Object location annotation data
++++++++++
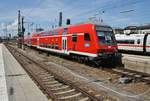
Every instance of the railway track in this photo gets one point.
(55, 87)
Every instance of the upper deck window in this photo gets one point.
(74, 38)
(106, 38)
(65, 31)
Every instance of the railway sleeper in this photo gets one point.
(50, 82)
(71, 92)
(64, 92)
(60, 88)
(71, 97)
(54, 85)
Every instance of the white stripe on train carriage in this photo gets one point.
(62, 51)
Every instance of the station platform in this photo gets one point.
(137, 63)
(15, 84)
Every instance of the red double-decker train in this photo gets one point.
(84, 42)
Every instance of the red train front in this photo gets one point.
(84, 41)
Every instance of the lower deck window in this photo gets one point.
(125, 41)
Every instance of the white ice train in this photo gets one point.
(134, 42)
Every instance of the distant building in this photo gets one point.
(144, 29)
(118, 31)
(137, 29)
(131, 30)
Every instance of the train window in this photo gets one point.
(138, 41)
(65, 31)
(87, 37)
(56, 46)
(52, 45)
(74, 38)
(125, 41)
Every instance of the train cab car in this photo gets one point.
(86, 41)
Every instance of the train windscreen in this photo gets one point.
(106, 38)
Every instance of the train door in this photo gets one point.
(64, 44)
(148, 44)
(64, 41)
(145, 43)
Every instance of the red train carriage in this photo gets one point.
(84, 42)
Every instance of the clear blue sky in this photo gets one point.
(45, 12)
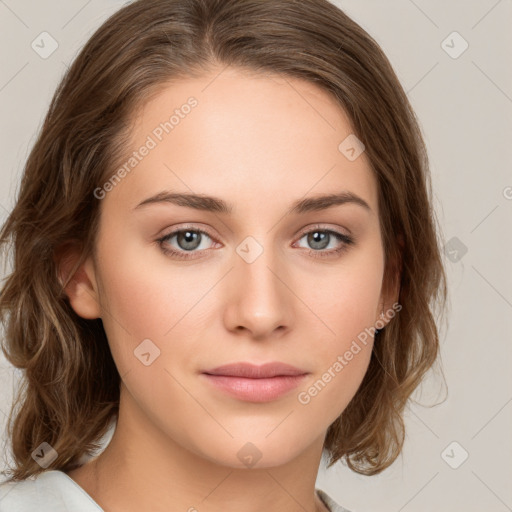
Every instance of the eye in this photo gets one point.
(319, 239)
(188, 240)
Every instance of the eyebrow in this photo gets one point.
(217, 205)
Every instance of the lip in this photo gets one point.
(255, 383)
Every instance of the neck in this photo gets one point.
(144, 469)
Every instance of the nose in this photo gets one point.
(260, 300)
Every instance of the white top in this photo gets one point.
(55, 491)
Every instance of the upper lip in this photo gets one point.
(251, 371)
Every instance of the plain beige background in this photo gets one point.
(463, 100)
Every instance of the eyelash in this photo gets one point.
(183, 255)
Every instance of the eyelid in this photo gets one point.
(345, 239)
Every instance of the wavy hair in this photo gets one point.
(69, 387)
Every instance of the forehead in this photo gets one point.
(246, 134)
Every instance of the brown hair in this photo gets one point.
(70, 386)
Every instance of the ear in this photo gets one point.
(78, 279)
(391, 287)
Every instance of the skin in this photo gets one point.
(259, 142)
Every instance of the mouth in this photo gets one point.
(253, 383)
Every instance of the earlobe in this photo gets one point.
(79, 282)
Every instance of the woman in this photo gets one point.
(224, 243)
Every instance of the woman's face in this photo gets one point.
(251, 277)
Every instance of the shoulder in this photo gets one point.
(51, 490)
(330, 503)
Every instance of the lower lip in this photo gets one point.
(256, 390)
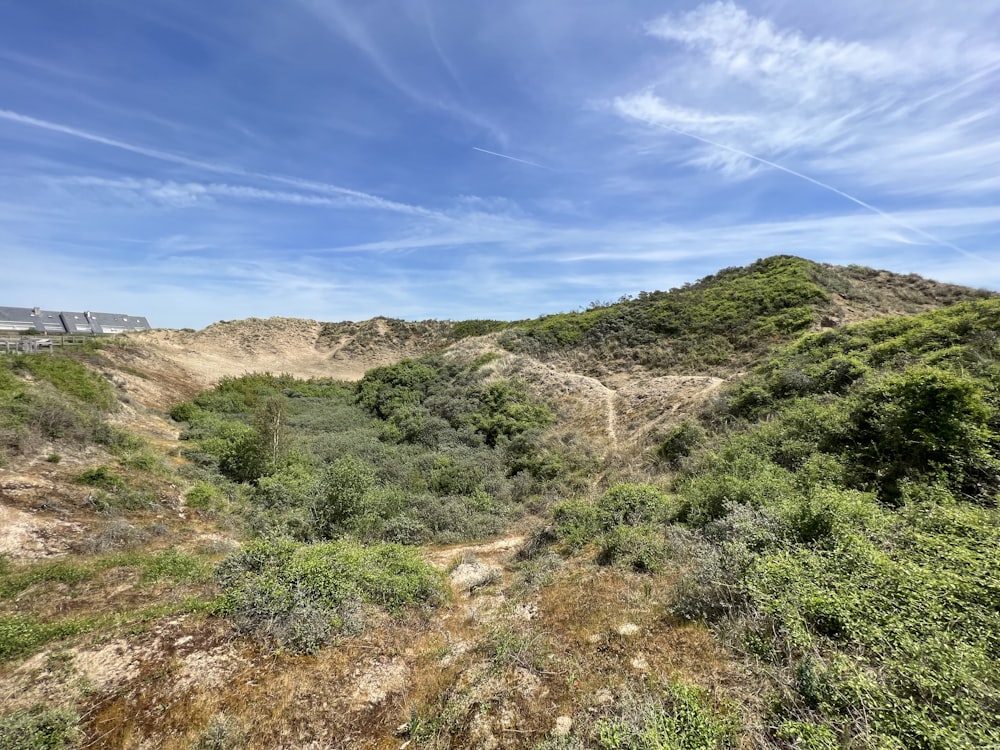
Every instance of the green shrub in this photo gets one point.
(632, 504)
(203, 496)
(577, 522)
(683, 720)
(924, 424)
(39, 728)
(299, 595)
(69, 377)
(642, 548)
++++++++++
* **Stated exercise**
Rewrite every line of the listing above as a Markdown table with two columns, "No." and "Entry," giving each line a row number and omitting blank lines. Leave the pictures out of the table.

* **In response**
| No. | Entry |
|---|---|
| 1 | Every instance of the railway track in this photo gets one point. |
| 2 | (55, 87) |
| 3 | Every instance of the upper deck window in this photo gets one point. |
| 4 | (74, 38) |
| 5 | (106, 38) |
| 6 | (65, 31) |
| 7 | Every instance of the railway sleeper in this photo gets one point. |
| 8 | (50, 82) |
| 9 | (71, 92) |
| 10 | (64, 92) |
| 11 | (60, 88) |
| 12 | (71, 97) |
| 13 | (54, 85) |
| 14 | Every instance of the white stripe on train carriage in this photo gets one point. |
| 15 | (62, 51) |
| 16 | Every instance of the station platform in this photo gets one point. |
| 17 | (137, 63) |
| 18 | (15, 84) |
| 19 | Every instance of the red double-decker train in this photo gets one point. |
| 20 | (84, 42) |
| 21 | Every instance of the red train front in this photo gets one point. |
| 22 | (84, 41) |
| 23 | Every instance of the lower deck window in this photo gets one point. |
| 24 | (125, 41) |
| 25 | Every instance of the white ice train in this photo gets one point. |
| 26 | (134, 42) |
| 27 | Every instance of the distant building in this photo gets one point. |
| 28 | (144, 29) |
| 29 | (118, 31) |
| 30 | (137, 29) |
| 31 | (131, 30) |
| 32 | Every instance of the train window in this photo gets one point. |
| 33 | (138, 41) |
| 34 | (65, 31) |
| 35 | (87, 37) |
| 36 | (56, 46) |
| 37 | (52, 45) |
| 38 | (74, 38) |
| 39 | (125, 41) |
| 40 | Every instance of the train cab car in this photo gets one point. |
| 41 | (86, 41) |
| 42 | Every instance of the train windscreen in this photo gets one point. |
| 43 | (106, 38) |
| 44 | Every instance of the train door in this photo gets one point. |
| 45 | (64, 44) |
| 46 | (148, 44) |
| 47 | (64, 41) |
| 48 | (145, 43) |
| 49 | Every instance of the red train carriage in this photo gets one point. |
| 50 | (84, 42) |
| 51 | Every instance of the clear blue sky in this photo gets one point. |
| 52 | (45, 12) |
| 53 | Every instance of the eye in this photo gets one point. |
| 54 | (319, 239) |
| 55 | (188, 240) |
| 56 | Every instance of the eyebrow in this photo gets one point. |
| 57 | (217, 205) |
| 58 | Every instance of the lip in this photo gets one point. |
| 59 | (255, 383) |
| 60 | Every instance of the neck in this photo gets one point. |
| 61 | (144, 469) |
| 62 | Every instance of the nose in this photo gets one point. |
| 63 | (260, 300) |
| 64 | Every instance of the white top in this photo gets one point. |
| 65 | (55, 491) |
| 66 | Every instance of the upper lip in this photo gets one point. |
| 67 | (251, 371) |
| 68 | Every instance of the plain beige background in this photo gets one point. |
| 69 | (463, 100) |
| 70 | Every instance of the eyelash in this photo gets one point. |
| 71 | (183, 255) |
| 72 | Every instance of the eyelid in this photo gets one point. |
| 73 | (345, 239) |
| 74 | Every instance of the wavy hair in this photo gets one point. |
| 75 | (69, 387) |
| 76 | Every instance of the forehead in this photo gets one point. |
| 77 | (246, 134) |
| 78 | Every instance of the brown hair in this photo gets one point. |
| 79 | (70, 386) |
| 80 | Every instance of the ear in this photo gets one point. |
| 81 | (78, 279) |
| 82 | (391, 287) |
| 83 | Every instance of the skin in this photo gets one point. |
| 84 | (259, 142) |
| 85 | Every instance of the mouth in this photo gets one point. |
| 86 | (253, 383) |
| 87 | Every instance of the earlobe in this photo gets one point. |
| 88 | (79, 282) |
| 89 | Every instance of the woman in this photo gets one point. |
| 90 | (224, 243) |
| 91 | Every instance of the woman's face in this photo gets one point. |
| 92 | (251, 277) |
| 93 | Every instance of the shoulder in this photo gets one point. |
| 94 | (51, 490) |
| 95 | (330, 503) |
| 96 | Every instance of the lower lip in this photo gets one point. |
| 97 | (256, 390) |
| 98 | Every instance of the green shrub in this photo gets one point. |
| 99 | (632, 504) |
| 100 | (203, 496) |
| 101 | (577, 522) |
| 102 | (683, 720) |
| 103 | (924, 424) |
| 104 | (39, 728) |
| 105 | (299, 595) |
| 106 | (69, 377) |
| 107 | (642, 548) |